EXTRACTED ENTRIES:
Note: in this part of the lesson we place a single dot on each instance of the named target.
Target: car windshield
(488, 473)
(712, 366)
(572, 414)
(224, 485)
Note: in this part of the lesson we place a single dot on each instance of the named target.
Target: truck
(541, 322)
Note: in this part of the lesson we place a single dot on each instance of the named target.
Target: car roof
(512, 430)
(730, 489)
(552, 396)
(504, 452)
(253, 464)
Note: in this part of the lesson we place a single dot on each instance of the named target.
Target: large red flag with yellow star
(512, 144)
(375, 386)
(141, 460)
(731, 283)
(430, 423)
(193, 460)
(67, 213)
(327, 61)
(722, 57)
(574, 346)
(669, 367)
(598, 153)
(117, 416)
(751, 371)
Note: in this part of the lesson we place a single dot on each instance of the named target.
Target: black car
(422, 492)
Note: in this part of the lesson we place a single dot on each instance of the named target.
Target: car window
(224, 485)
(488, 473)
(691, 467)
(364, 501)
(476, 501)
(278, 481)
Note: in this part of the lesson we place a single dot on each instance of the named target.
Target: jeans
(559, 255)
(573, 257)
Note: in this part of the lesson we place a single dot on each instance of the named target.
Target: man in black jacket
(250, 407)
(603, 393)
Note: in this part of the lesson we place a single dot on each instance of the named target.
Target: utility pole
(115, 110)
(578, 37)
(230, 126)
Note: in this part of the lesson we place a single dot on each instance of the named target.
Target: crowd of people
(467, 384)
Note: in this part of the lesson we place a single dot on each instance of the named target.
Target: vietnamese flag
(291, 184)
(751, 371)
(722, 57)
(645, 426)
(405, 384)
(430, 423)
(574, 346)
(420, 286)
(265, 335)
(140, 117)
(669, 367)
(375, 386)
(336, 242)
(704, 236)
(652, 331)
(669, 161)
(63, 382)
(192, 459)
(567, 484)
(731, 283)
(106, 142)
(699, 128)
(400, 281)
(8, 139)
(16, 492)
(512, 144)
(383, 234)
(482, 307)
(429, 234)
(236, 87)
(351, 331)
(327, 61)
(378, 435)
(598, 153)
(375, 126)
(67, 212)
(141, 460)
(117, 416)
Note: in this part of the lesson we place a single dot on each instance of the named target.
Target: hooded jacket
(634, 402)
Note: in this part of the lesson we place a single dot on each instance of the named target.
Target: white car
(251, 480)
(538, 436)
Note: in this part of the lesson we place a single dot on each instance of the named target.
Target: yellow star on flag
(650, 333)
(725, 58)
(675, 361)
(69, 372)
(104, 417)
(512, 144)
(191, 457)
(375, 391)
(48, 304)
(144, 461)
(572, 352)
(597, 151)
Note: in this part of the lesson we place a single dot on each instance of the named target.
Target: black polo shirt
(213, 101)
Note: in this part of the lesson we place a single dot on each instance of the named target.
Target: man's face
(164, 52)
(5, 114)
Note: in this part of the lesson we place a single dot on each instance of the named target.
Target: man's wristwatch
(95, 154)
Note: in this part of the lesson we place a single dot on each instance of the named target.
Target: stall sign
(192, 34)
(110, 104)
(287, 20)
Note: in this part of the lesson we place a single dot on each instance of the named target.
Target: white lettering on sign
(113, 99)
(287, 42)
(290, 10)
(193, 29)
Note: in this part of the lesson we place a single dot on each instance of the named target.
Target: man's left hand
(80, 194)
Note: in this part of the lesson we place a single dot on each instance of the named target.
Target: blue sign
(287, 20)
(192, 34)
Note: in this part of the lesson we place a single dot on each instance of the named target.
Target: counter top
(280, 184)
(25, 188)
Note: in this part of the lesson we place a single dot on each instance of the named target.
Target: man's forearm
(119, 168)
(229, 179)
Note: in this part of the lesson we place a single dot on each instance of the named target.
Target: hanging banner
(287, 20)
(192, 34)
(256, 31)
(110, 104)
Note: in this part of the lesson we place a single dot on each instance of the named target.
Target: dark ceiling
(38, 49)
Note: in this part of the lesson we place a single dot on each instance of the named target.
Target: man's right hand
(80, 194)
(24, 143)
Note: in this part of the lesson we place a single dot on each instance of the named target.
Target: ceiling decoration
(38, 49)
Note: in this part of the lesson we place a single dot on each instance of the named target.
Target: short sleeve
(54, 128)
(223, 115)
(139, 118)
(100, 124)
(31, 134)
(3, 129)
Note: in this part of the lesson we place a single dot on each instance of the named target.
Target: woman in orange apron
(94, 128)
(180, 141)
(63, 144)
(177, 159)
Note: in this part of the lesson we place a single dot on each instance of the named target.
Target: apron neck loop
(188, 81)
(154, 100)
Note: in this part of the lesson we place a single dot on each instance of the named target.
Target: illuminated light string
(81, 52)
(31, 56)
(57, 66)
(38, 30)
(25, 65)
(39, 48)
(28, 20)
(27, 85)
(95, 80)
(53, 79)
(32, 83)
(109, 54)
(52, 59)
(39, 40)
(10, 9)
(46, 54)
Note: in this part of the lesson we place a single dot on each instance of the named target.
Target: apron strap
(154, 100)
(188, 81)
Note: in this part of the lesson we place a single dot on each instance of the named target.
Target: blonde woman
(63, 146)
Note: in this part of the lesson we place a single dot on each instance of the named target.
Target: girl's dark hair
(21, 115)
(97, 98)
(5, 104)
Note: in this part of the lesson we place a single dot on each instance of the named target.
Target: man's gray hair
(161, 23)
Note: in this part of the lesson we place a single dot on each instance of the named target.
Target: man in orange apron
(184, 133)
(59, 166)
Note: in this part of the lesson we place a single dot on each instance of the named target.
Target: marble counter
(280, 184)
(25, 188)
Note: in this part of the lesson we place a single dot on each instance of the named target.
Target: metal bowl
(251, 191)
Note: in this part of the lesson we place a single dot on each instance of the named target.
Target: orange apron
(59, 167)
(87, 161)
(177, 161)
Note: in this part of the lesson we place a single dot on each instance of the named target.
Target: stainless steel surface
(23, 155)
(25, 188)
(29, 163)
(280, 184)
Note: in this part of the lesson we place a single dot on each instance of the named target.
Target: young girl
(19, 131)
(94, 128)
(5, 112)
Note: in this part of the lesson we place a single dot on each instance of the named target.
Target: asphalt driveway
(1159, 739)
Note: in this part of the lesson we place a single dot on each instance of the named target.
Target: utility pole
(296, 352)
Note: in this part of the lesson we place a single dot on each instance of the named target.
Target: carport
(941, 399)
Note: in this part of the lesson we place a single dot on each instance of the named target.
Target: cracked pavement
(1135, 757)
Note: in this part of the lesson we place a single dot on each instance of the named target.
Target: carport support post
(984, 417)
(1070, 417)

WHAT IS EXPECTED:
Could you retype all of the entries, leaving every character unchanged?

SOLUTION BELOW:
Note: in this part of the lesson we place a single dot on each instance of the named target.
Target: car windshield
(488, 473)
(712, 366)
(572, 414)
(224, 485)
Note: in this part of the lesson we place a single dot on each instance of the named target.
Target: truck
(541, 322)
Note: in this part of the lesson we place a single dot on each instance of the named target.
Target: car roof
(512, 430)
(730, 489)
(552, 396)
(504, 452)
(253, 464)
Note: in this part of the lesson we place a single dot on each instance of the named target.
Target: large red flag with yellow star
(512, 144)
(375, 386)
(141, 460)
(731, 283)
(430, 423)
(193, 460)
(67, 213)
(327, 61)
(722, 57)
(574, 346)
(669, 367)
(598, 153)
(117, 416)
(751, 371)
Note: in this part of the lesson we place a single dot on each instance of the named target.
Target: black car
(422, 492)
Note: in this part of the lesson we place a single dot on each instance of the named target.
Target: car window
(224, 485)
(488, 473)
(691, 467)
(364, 501)
(476, 501)
(278, 481)
Note: in this part of the lesson we place a single dot on each instance of the named target.
Target: jeans
(559, 255)
(573, 257)
Note: in this part of the lesson we place a single dot on each instance of the named target.
Target: man in black jacket
(250, 407)
(603, 393)
Note: in this part of the lesson we place a single dot on each instance of the named target.
Target: utility pole
(115, 110)
(578, 37)
(230, 126)
Note: in this part of the lesson we place a single dot on each instance of the named target.
Target: crowd of people
(467, 384)
Note: in this part of the lesson we place a single dot on each instance of the named target.
Target: vietnamese flag
(291, 184)
(751, 371)
(722, 57)
(645, 426)
(405, 384)
(430, 423)
(574, 346)
(420, 286)
(265, 335)
(140, 117)
(669, 367)
(375, 386)
(336, 242)
(704, 236)
(652, 331)
(669, 161)
(63, 382)
(192, 459)
(567, 484)
(731, 283)
(106, 142)
(699, 128)
(400, 281)
(8, 139)
(16, 492)
(512, 144)
(383, 234)
(482, 307)
(429, 234)
(236, 87)
(351, 331)
(327, 61)
(378, 435)
(598, 153)
(375, 126)
(67, 212)
(141, 460)
(117, 416)
Note: in this part of the lesson we place a single dot on each instance of the named target.
Target: hooded jacket
(634, 402)
Note: in this part of the lesson we place a single dot on each instance of the named target.
Target: white car
(251, 480)
(538, 436)
Note: in this part of the lesson we place a single dot on each instance of the named target.
Target: yellow star on flag
(650, 333)
(725, 58)
(675, 361)
(69, 372)
(104, 417)
(512, 144)
(191, 457)
(375, 391)
(48, 304)
(144, 461)
(572, 352)
(597, 151)
Note: in this part of the lesson we place a single dot on each instance of the named target.
Target: black polo shirt
(213, 101)
Note: in this part of the lesson we place a single dot on each instance of the named target.
Target: man's face
(164, 52)
(5, 114)
Note: in this part of the lesson we place a single dot on each instance of the named target.
Target: man's wristwatch
(95, 154)
Note: in this part of the lesson we place a single dot on each instance of the named target.
Target: stall sign
(192, 34)
(110, 104)
(287, 20)
Note: in this part of the lesson we place a single dot on each instance of the named target.
Target: white lettering on sign
(113, 99)
(287, 42)
(290, 10)
(193, 29)
Note: in this part of the lesson we place a single dot on each instance of the named target.
Target: man's left hand
(80, 194)
Note: in this part of the lesson we place a single dot on each instance of the named target.
Target: blue sign
(287, 20)
(192, 34)
Note: in this part of the lesson we place a single dot on each instance of the named target.
Target: counter top
(280, 184)
(25, 188)
Note: in this part of the lesson we place a single dot on each instance of the named target.
Target: man's forearm
(119, 168)
(229, 179)
Note: in this part of the lesson we place a single dot on each instance of the named target.
Target: hanging banner
(287, 20)
(192, 34)
(256, 31)
(110, 104)
Note: in this part of the lesson we place a single dot on each instance of the named target.
Target: dark ceiling
(38, 49)
Note: in this part of the lesson we place a single dot on each instance of the named target.
Target: man's right hand
(80, 194)
(24, 143)
Note: in this part of the lesson we place a single dot on each instance of the named target.
Target: ceiling decoration
(38, 49)
Note: in this part of the lesson we place a single dot on each instance of the named target.
Target: short sleeve
(54, 128)
(223, 115)
(139, 118)
(100, 124)
(31, 134)
(3, 129)
Note: in this part of the lesson we place a single dot on each instance of the named target.
Target: woman in orange apron
(94, 128)
(180, 141)
(63, 144)
(177, 159)
Note: in this part of the lesson we place a single dot on each instance of the named target.
Target: apron neck loop
(188, 81)
(154, 100)
Note: in this part of the lesson we place a single dot on each instance of the named target.
Target: illuminated light string
(81, 52)
(31, 56)
(57, 66)
(38, 30)
(25, 65)
(39, 48)
(28, 20)
(27, 85)
(95, 80)
(53, 79)
(32, 83)
(109, 54)
(52, 59)
(39, 40)
(10, 9)
(46, 54)
Note: in this part of the lesson we place a single dot on each instance of the named target.
Target: apron strap
(154, 100)
(188, 81)
Note: in this part of the lesson we place a single dot on each instance of the named target.
Target: blonde woman
(63, 146)
Note: in this part of the lesson we place a single dot on each instance of the named target.
Target: girl's dark hair
(21, 115)
(97, 98)
(5, 104)
Note: in this part of the lesson we place a single dot on each instance of the named target.
Target: man's gray hair
(161, 23)
Note: in this part of the lesson we place a single dot on each instance of the named target.
Target: man in orange apron
(184, 133)
(59, 166)
Note: in this part of the lesson we place a single dot on each instance of the named target.
Target: marble counter
(280, 184)
(25, 188)
Note: in this part of the lesson we place a single dot on each instance of the named target.
Target: metal bowl
(251, 191)
Note: in this part of the lesson we place a single dot on each instance of the named target.
Target: orange apron
(59, 167)
(87, 161)
(177, 161)
Note: in this part of the lesson we place a single dot on each instance of the named target.
Target: stainless steel surface
(23, 155)
(25, 188)
(29, 163)
(280, 184)
Note: in this part of the lesson we place a single dot on each instance of the named target.
Target: young girl
(19, 131)
(94, 128)
(5, 112)
Note: in this part of the lesson we place a single dot on each instance of the named target.
Target: asphalt driveway
(1159, 739)
Note: in this part of the lesson we place a single dot on each instance of the named target.
Target: utility pole
(296, 352)
Note: in this part of the lesson we place a single dot on each instance of the named target.
Target: carport
(941, 399)
Note: in this part of the lesson we place a single dot on each instance of the named target.
Target: cracked pavement
(1135, 757)
Note: in this part of the lesson we place a single dot on each instance of the named target.
Target: carport support post
(984, 417)
(1070, 417)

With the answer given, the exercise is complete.